(Goal) In the poet's biography below, what makes his family background mixed and unorthodox? Answer in one to three sentences.

Fred Johnston (born 1951) is an Irish poet, novelist, literary critic and musician. He is the founder and current director of the Western Writers' Centre in Galway. He co-founded the Irish Writers' Co-operative in 1974, and founded Galway's annual Cúirt International Festival of Literature in 1986.

Life 
Johnson was born in Belfast, Northern Ireland, into a mixed, unorthodox background: his father's side were Belfast, Methodist, and both Unionist and Trade unionist; his mother's side were Dublin, Catholic, followers of Michael Collins and admirers of the Queen. He spent the first seven years of his life in Toronto, Canada.

He went to St Malachy's College's grammar school in Belfast from 1962–68. During these years he learnt guitar and banjo and listened to and played folk music. He performed on the cabaret lounge circuit, made appearances on Ulster TV, released some singles and, aged 16, an LP of rebel and football songs called The Flags Are Out for Celtic.

After school he moved to Dublin and worked in journalism, writing for the Evening Press and The Belfast Telegraph, and in Public Relations. He had several prose pieces published in the New Irish Writing section (edited by David Marcus) of the Evening Press, and won a Hennessy Literary Award (the judges being V. S. Pritchett and James Plunkett) in 1972.

In 1974 he met up with Neil Jordan and Peter Sheridan to found the Irish Writers' Co-operative, a publishing outlet for new Irish fiction. Early publications under its imprint Co-op Books were Desmond Hogan's The Ikon Maker (1976) and Ronan Sheehan's Tennis Players (1977).

He moved to Galway in 1978 and in 1979 published his first collection of poems, Life and Death in the Midlands, and a collection of short stories, Picture of a Girl in a Spanish Hat.

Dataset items
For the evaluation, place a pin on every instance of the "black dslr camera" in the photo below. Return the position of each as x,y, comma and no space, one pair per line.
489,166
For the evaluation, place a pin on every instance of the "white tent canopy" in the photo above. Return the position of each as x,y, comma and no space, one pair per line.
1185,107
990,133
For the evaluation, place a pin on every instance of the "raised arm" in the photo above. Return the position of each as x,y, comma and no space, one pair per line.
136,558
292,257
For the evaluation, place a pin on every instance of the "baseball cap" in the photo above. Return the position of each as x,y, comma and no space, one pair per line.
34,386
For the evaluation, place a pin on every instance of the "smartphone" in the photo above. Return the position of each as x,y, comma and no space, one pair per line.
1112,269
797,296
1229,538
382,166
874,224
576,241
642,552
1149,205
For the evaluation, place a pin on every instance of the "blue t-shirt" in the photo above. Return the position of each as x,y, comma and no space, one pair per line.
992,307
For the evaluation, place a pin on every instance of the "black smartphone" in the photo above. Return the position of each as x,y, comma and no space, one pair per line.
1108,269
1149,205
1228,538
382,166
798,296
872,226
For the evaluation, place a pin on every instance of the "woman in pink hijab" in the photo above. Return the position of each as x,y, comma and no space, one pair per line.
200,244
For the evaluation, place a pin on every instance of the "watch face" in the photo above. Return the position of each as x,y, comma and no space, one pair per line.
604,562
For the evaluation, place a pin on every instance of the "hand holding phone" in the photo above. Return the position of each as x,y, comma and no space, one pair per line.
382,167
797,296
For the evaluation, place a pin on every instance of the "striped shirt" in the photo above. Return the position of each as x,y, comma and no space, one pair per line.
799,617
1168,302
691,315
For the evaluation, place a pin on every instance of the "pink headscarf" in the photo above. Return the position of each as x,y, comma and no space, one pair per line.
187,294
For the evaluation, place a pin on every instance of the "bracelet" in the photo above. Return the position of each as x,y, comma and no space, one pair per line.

(Full answer) His two sides of the family came from sharply different places and traditions. His father's side was from Belfast, Methodist, and both Unionist and trade unionist. His mother's side was from Dublin, Catholic, followers of Michael Collins and admirers of the Queen.